Begin
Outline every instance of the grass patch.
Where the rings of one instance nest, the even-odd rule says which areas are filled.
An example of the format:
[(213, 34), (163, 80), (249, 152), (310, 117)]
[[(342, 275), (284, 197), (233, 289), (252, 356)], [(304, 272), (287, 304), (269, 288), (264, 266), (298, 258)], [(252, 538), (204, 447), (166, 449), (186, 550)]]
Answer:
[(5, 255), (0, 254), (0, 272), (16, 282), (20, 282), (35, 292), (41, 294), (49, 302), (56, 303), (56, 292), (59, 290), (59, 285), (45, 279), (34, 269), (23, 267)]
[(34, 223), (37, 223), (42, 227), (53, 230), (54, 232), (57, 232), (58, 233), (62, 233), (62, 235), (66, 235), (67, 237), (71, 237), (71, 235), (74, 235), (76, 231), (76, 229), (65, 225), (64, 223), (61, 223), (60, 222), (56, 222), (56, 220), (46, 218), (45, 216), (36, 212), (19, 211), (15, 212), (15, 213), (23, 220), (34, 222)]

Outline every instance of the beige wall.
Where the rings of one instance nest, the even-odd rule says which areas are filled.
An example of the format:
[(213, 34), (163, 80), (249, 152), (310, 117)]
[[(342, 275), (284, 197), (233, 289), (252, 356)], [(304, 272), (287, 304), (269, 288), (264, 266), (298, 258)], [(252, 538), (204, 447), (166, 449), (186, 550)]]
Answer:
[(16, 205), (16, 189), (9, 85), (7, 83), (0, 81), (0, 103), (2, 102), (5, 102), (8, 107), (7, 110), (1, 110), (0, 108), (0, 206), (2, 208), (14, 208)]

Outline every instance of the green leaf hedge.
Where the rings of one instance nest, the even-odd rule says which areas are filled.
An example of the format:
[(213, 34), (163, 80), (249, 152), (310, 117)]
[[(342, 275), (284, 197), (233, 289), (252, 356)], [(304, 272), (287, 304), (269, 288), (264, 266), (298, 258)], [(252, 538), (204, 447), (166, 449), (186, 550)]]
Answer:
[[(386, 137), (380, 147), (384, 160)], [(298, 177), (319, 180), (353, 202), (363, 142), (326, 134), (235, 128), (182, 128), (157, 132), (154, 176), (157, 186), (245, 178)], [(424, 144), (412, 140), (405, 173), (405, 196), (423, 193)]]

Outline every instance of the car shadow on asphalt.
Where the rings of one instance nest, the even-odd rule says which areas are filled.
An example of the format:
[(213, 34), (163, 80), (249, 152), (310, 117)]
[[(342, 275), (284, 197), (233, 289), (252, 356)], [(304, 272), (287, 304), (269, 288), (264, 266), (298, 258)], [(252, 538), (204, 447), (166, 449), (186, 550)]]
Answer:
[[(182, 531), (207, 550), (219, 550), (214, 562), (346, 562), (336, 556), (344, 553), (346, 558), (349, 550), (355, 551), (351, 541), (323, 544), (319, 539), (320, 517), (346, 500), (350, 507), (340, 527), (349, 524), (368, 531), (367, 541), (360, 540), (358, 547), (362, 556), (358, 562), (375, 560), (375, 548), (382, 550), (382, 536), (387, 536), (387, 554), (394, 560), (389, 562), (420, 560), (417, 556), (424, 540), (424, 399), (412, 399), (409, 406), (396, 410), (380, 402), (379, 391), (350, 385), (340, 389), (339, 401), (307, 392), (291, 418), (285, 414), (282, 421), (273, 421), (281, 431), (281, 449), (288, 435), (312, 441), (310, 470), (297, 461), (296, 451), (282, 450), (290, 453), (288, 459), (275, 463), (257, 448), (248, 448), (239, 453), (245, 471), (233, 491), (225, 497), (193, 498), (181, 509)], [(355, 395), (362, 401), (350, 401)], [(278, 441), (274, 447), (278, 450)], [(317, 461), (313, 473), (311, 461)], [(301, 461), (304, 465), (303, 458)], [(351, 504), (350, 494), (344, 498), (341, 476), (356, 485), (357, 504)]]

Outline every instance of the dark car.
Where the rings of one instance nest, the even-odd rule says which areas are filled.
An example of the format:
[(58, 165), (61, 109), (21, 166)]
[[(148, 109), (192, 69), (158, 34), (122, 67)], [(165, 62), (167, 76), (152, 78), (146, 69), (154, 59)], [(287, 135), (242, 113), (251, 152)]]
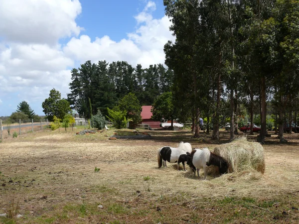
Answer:
[(226, 123), (225, 124), (225, 130), (230, 130), (230, 123)]
[[(295, 124), (292, 123), (292, 131), (295, 132), (295, 130), (298, 131), (299, 130), (299, 127), (295, 127)], [(284, 124), (284, 132), (290, 132), (290, 123), (287, 123)]]
[[(241, 131), (243, 131), (243, 132), (250, 132), (250, 124), (245, 124), (242, 127), (240, 128), (240, 130)], [(255, 124), (253, 125), (253, 131), (254, 132), (258, 132), (260, 133), (261, 132), (261, 128), (258, 127)]]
End
▶ **What you will do**:
Rewrite all of the data above with "Outline" swapped for "Trace" and nothing else altered. Leave the pictures out.

▶ **Result below**:
Trace every instance of the grass patch.
Where the rings of one instance nest, the even-odd rule says which areas are filled.
An example of the format:
[(213, 34), (163, 80), (249, 152), (310, 117)]
[[(342, 275), (284, 197), (233, 289), (252, 356)], [(304, 272), (287, 304), (269, 288), (264, 266), (298, 258)], [(252, 538), (204, 447), (166, 449), (186, 550)]]
Answer:
[(5, 255), (0, 254), (0, 272), (16, 282), (20, 282), (35, 292), (41, 294), (49, 302), (56, 303), (56, 292), (59, 290), (59, 285), (45, 279), (34, 269), (23, 267)]
[(34, 223), (37, 223), (42, 227), (53, 230), (54, 232), (57, 232), (58, 233), (62, 233), (62, 235), (66, 235), (67, 237), (71, 237), (71, 235), (74, 235), (76, 231), (76, 229), (65, 225), (64, 223), (61, 223), (60, 222), (56, 222), (56, 220), (46, 218), (45, 216), (36, 212), (19, 211), (15, 212), (15, 213), (23, 220), (34, 222)]

Trace every instance of the beige wall.
Where the rings of one instance nest, the even-odd rule says which areas are filled.
An example of the format:
[(213, 34), (163, 80), (249, 152), (310, 117)]
[[(342, 275), (284, 197), (233, 289), (252, 356)], [(304, 272), (287, 304), (269, 288), (264, 266), (298, 258)], [(252, 538), (204, 447), (166, 449), (186, 550)]]
Answer:
[(16, 205), (16, 189), (9, 85), (7, 83), (0, 81), (0, 103), (2, 102), (5, 102), (8, 107), (7, 110), (1, 110), (0, 108), (0, 206), (2, 208), (14, 208)]

Trace every instance of the green leaf hedge.
Where the rings of one instance nest, the even-odd rule says which areas are filled.
An example of the format:
[(213, 34), (163, 80), (249, 152), (310, 117)]
[[(342, 275), (284, 197), (233, 289), (252, 356)], [(304, 272), (287, 304), (269, 288), (264, 266), (298, 258)], [(252, 538), (204, 447), (166, 449), (186, 550)]]
Answer:
[[(386, 137), (380, 147), (384, 160)], [(298, 177), (319, 180), (353, 202), (363, 142), (326, 134), (235, 128), (182, 128), (157, 132), (154, 176), (157, 186), (245, 178)], [(424, 144), (412, 140), (405, 173), (405, 196), (423, 193)]]

Trace every instance of the car shadow on asphalt.
Where the rings of one instance nest, the even-odd rule says which areas are filled.
An example of the format:
[(213, 34), (163, 80), (249, 152), (310, 117)]
[[(342, 275), (284, 197), (233, 289), (252, 356)], [(304, 272), (287, 304), (269, 288), (264, 266), (298, 258)], [(252, 538), (204, 447), (166, 449), (186, 550)]]
Answer:
[[(182, 531), (207, 550), (219, 550), (214, 562), (346, 562), (336, 556), (344, 553), (346, 558), (349, 550), (355, 551), (351, 541), (323, 544), (319, 539), (320, 517), (346, 500), (350, 507), (340, 527), (349, 524), (368, 531), (367, 541), (360, 540), (358, 547), (362, 556), (358, 562), (375, 560), (375, 548), (382, 550), (382, 536), (387, 536), (387, 554), (394, 560), (389, 562), (420, 560), (417, 556), (424, 540), (424, 399), (412, 399), (409, 406), (396, 410), (380, 402), (379, 391), (350, 385), (340, 389), (339, 401), (307, 392), (291, 418), (285, 414), (282, 421), (273, 421), (281, 431), (281, 449), (288, 435), (312, 441), (310, 470), (297, 461), (296, 451), (282, 450), (290, 453), (288, 459), (275, 463), (257, 448), (248, 448), (239, 453), (245, 471), (233, 491), (225, 497), (193, 498), (181, 509)], [(355, 395), (362, 401), (350, 401)], [(278, 441), (274, 447), (278, 450)], [(317, 461), (313, 473), (311, 461)], [(301, 461), (304, 465), (303, 458)], [(351, 504), (350, 494), (344, 498), (341, 476), (356, 485), (357, 504)]]

Trace every instance of the dark car.
Where the rings of one instance nest, the even-odd rule says which areas are filled.
An example of the format:
[(58, 165), (61, 109), (21, 166)]
[[(148, 109), (192, 69), (158, 34), (122, 67)], [(165, 62), (167, 76), (152, 78), (146, 69), (154, 59)], [(287, 135), (242, 113), (251, 152)]]
Answer:
[(226, 123), (225, 124), (225, 130), (230, 130), (230, 123)]
[[(295, 124), (292, 123), (292, 131), (295, 132), (295, 130), (298, 131), (299, 130), (299, 127), (295, 127)], [(284, 124), (284, 132), (290, 132), (290, 123), (287, 123)]]
[[(241, 131), (243, 131), (243, 132), (250, 132), (250, 124), (245, 124), (242, 127), (240, 128), (240, 130)], [(255, 124), (253, 125), (253, 131), (254, 132), (258, 132), (260, 133), (261, 132), (261, 128), (258, 127)]]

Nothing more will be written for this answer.